Continue the forum thread below about the best dry food for a pit bull puppy, starting right after its last line.

Start of EXERCISE TEXT

# Price aside, what is the BEST dry food for my pit?



## mark896 (Jul 3, 2012)

He's almost 5 months old and about 33 pounds. I have him on Innova Puppy but someone recently told me Innova is garbage since they got bought out so I'm looking at Orijen Puppy. 

I don't care how much it costs, what is the best dry food for him? I hear TOTW is ok, but I don't really want to deal with them since the recall.. 

Thanks for your help.

Mark


----------



## ames (Jun 6, 2010)

That's a good food. KM Also reccomended Acana to me an from what I have read it looks great. My dog has allergies so I need to go grain free.


----------



## ::::COACH:::: (Apr 4, 2012)

Orijen, Acana, Instinct


----------



## angelbaby (Feb 4, 2010)

Acana and orijen are both good. But honestly this thread has been posted over and over , there is a search button at the top if you are looking for advice on food please just type in `food` or ``kibble`` or food rate chart in the search button im sure you will find all the info in the other threads.


----------



## KMdogs (Apr 22, 2011)

mark896 said:


> He's almost 5 months old and about 33 pounds. I have him on Innova Puppy but someone recently told me Innova is garbage since they got bought out so I'm looking at Orijen Puppy.

End of EXERCISE TEXT
Start of DATA EXTRACT

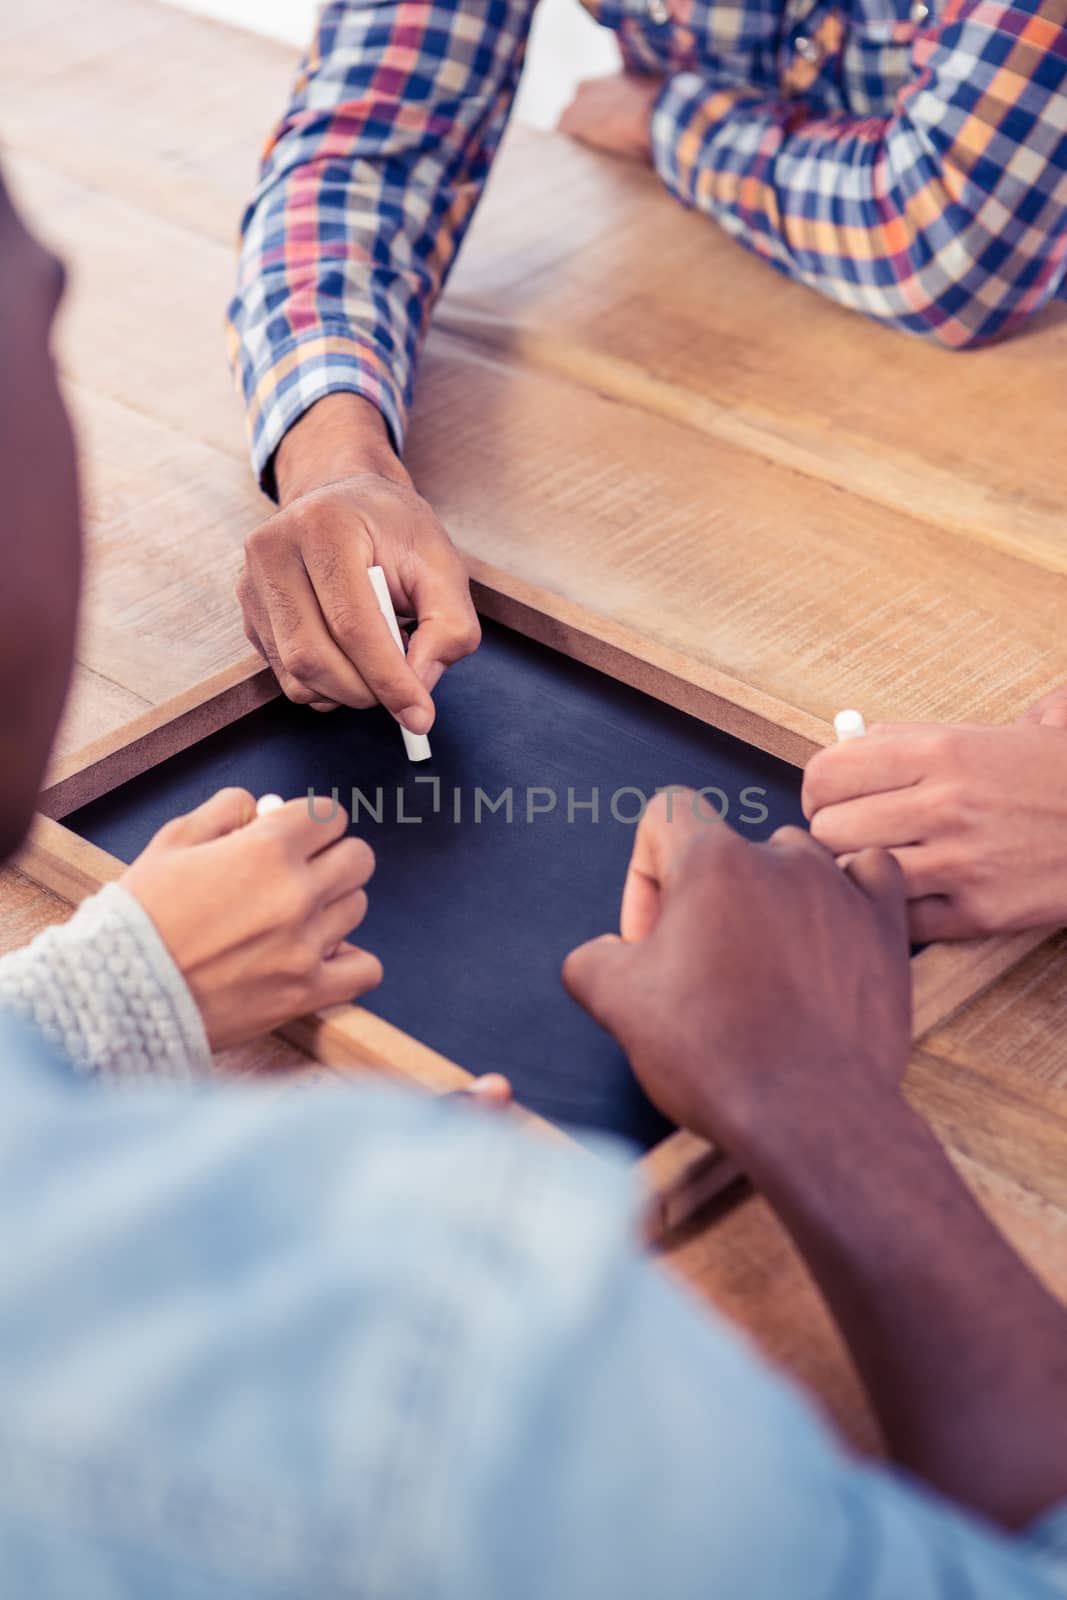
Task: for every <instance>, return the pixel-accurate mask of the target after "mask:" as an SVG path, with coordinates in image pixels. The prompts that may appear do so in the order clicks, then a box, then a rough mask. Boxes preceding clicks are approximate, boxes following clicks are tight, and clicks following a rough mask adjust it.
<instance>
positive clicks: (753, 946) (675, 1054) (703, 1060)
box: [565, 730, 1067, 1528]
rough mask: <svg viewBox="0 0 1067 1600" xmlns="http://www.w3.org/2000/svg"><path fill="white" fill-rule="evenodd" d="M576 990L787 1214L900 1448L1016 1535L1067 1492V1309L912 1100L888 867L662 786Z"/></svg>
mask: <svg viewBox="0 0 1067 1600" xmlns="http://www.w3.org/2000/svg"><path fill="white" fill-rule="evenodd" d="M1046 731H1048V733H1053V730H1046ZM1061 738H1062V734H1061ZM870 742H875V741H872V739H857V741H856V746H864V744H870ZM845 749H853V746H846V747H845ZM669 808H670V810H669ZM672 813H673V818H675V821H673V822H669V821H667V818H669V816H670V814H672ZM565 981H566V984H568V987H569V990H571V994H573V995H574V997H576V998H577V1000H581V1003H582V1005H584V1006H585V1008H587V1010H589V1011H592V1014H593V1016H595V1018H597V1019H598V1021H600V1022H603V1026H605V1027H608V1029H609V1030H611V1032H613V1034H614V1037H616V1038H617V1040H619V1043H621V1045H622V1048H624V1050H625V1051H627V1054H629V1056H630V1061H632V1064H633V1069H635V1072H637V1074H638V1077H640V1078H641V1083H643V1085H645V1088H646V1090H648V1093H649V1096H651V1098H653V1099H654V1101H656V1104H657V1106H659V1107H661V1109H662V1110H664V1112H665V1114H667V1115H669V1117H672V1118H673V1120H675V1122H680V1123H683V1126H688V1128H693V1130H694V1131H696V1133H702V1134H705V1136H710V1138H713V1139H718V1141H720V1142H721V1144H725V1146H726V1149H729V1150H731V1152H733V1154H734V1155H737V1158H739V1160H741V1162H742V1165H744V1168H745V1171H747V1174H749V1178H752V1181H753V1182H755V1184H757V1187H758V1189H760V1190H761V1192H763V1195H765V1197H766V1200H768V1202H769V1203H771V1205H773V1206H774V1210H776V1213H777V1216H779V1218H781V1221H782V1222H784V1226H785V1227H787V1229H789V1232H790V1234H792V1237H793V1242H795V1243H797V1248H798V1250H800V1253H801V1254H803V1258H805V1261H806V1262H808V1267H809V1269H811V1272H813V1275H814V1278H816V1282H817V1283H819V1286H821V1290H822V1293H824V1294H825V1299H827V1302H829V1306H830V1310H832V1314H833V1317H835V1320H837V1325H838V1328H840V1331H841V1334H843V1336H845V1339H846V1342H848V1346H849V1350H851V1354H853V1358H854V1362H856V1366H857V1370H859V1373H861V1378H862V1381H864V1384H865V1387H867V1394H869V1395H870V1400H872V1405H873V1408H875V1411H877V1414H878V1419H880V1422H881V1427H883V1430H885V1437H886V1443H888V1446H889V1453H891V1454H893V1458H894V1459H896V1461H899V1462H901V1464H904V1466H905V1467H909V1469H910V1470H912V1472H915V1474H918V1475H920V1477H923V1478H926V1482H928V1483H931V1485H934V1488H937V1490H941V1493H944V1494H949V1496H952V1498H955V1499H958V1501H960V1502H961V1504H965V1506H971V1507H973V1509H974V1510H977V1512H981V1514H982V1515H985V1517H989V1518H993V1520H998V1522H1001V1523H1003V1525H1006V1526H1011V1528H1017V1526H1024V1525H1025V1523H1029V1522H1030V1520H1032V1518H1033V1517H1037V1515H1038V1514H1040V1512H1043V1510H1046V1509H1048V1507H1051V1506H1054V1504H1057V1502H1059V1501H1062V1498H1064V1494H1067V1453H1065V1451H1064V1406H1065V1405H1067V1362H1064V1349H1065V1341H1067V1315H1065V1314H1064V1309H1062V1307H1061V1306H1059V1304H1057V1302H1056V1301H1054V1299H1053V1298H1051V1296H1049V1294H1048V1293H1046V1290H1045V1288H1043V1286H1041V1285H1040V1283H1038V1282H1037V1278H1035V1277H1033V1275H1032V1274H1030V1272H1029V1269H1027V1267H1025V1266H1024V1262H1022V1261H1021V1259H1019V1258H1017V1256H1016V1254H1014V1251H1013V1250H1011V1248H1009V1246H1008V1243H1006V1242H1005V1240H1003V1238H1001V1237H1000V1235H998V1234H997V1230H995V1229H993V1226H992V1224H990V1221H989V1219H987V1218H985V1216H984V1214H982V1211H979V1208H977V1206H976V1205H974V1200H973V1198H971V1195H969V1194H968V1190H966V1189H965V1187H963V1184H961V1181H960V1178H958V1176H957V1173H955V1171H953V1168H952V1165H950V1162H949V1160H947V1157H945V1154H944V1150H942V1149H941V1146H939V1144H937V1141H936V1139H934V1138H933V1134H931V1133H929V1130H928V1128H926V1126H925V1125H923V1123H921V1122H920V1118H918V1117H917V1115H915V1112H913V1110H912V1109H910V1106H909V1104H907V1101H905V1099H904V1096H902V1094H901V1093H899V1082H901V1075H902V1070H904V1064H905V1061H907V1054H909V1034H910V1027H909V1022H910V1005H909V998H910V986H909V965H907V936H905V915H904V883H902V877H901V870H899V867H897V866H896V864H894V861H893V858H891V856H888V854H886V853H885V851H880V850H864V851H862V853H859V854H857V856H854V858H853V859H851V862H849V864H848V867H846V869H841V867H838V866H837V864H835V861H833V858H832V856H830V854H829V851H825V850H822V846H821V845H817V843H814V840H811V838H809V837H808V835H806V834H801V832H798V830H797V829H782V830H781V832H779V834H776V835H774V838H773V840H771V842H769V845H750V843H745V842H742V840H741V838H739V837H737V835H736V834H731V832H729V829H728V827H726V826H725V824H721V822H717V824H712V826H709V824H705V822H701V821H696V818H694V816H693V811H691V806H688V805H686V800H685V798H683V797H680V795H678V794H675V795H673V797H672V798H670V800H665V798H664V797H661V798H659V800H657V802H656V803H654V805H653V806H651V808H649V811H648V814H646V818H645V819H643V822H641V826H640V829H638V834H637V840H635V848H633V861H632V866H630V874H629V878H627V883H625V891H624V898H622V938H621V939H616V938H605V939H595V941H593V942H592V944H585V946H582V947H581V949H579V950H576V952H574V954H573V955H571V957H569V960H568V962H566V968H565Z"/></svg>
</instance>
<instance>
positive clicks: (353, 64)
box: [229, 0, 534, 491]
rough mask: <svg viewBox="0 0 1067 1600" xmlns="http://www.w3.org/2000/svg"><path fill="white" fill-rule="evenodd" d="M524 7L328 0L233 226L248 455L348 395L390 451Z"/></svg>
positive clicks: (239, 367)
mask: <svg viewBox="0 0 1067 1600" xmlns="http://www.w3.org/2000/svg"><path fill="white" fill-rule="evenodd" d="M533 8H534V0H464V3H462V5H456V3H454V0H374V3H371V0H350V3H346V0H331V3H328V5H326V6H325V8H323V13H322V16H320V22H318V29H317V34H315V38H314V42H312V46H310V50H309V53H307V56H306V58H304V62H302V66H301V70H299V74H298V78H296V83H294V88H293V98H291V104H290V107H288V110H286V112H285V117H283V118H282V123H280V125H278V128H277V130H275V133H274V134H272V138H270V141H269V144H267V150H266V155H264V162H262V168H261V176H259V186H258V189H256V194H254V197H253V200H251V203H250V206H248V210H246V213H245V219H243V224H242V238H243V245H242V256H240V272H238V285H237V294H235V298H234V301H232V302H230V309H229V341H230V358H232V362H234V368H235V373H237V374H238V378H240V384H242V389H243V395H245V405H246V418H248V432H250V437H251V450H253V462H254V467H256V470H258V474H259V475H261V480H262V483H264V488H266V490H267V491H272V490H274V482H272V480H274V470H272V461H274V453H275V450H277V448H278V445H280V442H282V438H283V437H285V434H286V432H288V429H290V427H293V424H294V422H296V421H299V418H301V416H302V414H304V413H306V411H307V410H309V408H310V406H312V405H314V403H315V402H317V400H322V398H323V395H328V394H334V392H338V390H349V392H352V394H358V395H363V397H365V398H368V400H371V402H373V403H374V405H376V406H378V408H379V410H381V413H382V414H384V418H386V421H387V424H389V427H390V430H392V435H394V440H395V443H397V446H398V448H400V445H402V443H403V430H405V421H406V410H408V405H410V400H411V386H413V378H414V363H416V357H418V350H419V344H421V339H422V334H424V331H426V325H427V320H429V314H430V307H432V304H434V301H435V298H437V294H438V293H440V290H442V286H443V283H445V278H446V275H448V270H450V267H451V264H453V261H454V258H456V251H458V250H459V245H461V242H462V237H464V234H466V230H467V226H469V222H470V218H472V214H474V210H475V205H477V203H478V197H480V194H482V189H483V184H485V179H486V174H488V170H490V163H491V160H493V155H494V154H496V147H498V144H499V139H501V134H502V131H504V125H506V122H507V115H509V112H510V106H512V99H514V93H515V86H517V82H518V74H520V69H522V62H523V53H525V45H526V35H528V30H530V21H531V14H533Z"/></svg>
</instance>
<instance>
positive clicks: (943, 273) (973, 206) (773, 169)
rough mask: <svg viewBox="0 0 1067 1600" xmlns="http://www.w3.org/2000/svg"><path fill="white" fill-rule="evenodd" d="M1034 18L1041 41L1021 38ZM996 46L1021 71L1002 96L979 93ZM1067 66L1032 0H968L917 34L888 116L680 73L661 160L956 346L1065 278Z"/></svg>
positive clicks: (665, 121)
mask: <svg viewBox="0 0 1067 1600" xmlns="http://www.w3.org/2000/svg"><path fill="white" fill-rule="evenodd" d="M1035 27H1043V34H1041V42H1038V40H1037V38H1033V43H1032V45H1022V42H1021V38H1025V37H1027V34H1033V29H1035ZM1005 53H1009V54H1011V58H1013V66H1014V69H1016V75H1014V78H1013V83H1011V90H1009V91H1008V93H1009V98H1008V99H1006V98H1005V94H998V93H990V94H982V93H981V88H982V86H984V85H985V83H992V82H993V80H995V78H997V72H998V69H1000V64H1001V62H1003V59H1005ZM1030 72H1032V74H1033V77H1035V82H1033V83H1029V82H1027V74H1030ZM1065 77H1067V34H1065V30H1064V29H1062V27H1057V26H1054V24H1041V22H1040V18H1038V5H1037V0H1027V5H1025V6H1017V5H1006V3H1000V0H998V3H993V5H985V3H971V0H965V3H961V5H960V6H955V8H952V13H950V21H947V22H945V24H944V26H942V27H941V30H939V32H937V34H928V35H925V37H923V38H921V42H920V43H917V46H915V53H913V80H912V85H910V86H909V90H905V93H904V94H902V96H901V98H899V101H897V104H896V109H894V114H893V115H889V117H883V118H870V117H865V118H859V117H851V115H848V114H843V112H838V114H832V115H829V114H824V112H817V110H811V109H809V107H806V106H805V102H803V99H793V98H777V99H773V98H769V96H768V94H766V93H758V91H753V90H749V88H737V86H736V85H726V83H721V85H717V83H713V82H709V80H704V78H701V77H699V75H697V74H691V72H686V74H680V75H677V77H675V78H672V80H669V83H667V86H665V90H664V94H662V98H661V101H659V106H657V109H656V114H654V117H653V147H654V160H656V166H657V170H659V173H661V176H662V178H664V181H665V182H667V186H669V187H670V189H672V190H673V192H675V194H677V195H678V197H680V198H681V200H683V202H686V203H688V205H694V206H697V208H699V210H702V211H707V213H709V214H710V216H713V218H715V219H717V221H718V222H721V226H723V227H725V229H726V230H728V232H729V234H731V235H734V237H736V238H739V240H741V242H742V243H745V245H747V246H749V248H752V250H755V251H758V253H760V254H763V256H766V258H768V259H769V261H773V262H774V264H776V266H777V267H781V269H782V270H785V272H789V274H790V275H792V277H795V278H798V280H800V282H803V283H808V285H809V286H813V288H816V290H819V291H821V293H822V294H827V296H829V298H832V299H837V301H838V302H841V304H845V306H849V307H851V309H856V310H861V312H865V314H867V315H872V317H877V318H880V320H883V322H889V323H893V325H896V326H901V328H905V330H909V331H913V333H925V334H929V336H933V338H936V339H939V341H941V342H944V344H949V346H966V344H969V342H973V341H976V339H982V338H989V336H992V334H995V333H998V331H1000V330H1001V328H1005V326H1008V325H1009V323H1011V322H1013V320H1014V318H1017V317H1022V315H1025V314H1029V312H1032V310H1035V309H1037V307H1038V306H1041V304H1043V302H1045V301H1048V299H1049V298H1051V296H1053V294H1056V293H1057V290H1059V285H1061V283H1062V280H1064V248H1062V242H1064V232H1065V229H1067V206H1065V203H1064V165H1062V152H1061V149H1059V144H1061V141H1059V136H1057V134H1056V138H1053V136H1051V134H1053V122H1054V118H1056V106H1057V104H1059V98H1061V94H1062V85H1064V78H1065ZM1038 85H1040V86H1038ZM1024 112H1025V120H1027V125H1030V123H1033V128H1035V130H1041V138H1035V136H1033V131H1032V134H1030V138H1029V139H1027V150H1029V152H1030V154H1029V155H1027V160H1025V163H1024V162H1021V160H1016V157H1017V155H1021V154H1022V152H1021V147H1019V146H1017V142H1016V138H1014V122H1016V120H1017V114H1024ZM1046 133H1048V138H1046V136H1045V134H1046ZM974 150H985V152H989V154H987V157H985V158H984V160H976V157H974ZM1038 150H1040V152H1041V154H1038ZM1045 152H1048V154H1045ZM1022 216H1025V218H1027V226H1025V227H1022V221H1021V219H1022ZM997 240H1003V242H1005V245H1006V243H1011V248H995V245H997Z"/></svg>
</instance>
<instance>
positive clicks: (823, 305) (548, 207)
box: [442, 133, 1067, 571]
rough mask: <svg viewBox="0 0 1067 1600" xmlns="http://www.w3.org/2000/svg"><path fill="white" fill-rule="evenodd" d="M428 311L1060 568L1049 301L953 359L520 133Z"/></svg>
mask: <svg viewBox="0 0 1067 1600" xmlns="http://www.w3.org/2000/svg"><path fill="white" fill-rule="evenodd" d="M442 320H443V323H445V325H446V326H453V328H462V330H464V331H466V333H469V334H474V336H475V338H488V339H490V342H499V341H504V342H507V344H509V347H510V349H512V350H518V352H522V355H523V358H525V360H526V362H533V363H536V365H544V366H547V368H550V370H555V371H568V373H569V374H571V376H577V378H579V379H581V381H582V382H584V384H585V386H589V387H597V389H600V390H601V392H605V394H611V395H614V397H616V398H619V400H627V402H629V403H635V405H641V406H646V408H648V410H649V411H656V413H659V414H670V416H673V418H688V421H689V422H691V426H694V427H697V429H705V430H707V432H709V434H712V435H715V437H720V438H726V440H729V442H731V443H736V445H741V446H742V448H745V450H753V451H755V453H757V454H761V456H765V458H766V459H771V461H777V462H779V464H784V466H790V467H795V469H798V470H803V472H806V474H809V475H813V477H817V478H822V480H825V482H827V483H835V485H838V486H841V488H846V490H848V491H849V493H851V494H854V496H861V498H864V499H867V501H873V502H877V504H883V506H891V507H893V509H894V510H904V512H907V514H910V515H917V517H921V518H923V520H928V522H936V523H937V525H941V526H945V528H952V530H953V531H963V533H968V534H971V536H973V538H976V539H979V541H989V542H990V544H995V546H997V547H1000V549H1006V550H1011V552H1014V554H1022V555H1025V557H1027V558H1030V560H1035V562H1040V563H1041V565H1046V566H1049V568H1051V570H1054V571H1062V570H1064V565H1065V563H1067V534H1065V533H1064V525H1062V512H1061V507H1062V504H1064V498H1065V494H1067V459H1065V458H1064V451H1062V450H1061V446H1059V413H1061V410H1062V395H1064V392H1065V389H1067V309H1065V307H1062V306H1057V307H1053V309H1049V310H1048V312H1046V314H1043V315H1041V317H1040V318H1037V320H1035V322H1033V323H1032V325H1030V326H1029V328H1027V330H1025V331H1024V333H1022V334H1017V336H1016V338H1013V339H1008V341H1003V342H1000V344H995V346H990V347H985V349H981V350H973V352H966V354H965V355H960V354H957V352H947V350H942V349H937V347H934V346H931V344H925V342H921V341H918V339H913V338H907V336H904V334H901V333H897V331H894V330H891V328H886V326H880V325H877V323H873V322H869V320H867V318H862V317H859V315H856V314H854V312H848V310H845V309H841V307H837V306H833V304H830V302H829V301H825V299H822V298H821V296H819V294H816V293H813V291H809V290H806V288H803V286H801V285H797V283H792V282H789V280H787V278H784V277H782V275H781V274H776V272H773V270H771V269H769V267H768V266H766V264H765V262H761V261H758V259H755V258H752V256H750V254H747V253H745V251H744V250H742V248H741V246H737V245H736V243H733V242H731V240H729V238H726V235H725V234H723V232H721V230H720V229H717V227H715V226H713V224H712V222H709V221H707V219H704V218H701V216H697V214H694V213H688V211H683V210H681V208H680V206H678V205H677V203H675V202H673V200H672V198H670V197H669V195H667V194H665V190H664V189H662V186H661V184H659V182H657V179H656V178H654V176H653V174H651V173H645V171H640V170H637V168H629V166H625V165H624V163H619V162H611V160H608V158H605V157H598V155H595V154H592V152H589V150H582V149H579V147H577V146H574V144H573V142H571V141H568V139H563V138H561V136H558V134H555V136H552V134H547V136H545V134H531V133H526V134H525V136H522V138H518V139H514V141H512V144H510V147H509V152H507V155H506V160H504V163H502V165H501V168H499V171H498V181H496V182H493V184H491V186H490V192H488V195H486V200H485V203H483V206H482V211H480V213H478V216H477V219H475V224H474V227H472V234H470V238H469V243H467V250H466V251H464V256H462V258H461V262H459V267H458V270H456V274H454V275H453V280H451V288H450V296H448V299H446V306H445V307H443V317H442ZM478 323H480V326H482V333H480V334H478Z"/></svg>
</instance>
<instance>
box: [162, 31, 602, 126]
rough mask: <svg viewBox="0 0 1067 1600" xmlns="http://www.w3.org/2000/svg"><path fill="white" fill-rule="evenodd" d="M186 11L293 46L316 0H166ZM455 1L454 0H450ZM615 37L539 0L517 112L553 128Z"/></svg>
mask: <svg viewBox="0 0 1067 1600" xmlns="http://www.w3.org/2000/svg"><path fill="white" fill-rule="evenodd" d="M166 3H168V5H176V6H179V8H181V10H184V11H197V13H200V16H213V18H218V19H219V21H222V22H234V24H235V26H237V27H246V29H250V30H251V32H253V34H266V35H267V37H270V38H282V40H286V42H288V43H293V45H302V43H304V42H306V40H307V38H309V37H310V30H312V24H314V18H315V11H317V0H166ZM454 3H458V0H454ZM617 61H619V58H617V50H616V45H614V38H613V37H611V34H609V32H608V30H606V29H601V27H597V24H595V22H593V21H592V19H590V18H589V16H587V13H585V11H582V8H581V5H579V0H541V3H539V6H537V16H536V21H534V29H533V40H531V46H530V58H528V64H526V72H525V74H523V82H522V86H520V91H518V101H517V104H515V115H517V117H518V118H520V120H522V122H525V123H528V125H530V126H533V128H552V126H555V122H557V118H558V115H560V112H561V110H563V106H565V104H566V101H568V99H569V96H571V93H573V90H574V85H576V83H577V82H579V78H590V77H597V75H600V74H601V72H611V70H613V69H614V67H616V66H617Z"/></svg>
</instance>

End of DATA EXTRACT

• **RESPONSE AREA**
> 
> I don't care how much it costs, what is the best dry food for him? I hear TOTW is ok, but I don't really want to deal with them since the recall..
> 
> ...


As Angelbaby mentioned, this topic has been stated over and over.. Feel free to search through the nutrition/health sections and see other threads related.. I have posted on several threads on the subject and virtually say the same thing over and over.. If you still have questions, feel free to ask or PM me. There are several members here whom i have answered and helped and can vouch for my expertise.



ames said:


> That's a good food. KM Also reccomended Acana to me an fro
> What I have read it looks great. My dog has allergies so I need to go grain free.


:cheers:



::::COACH:::: said:


> Orijen, Acana, Instinct


:thumbsup:


----------



## mark896 (Jul 3, 2012)

Thanks guys. I know it's been discussed, and trust me I searched, but to be honest, I get mixed reviews. The dog food review sites, I believe can be "skewed" from time to time, I'd rather hear it from knowledgable pit owners. I thought I was giving my dog premium food but I guess Innova is garbage which saddens me because I've been giving it to him for 2 months. 

Anyways, I'm going to try Orijen, about to order a 30 lb. bag. How aggressively should I meter it into the Innova during the switch?


----------



## KMdogs (Apr 22, 2011)

mark896 said:


> Thanks guys. I know it's been discussed, and trust me I searched, but to be honest, I get mixed reviews. The dog food review sites, I believe can be "skewed" from time to time, I'd rather hear it from knowledgable pit owners. I thought I was giving my dog premium food but I guess Innova is garbage which saddens me because I've been giving it to him for 2 months.
> 
> Anyways, I'm going to try Orijen, about to order a 30 lb. bag. How aggressively should I meter it into the Innova during the switch?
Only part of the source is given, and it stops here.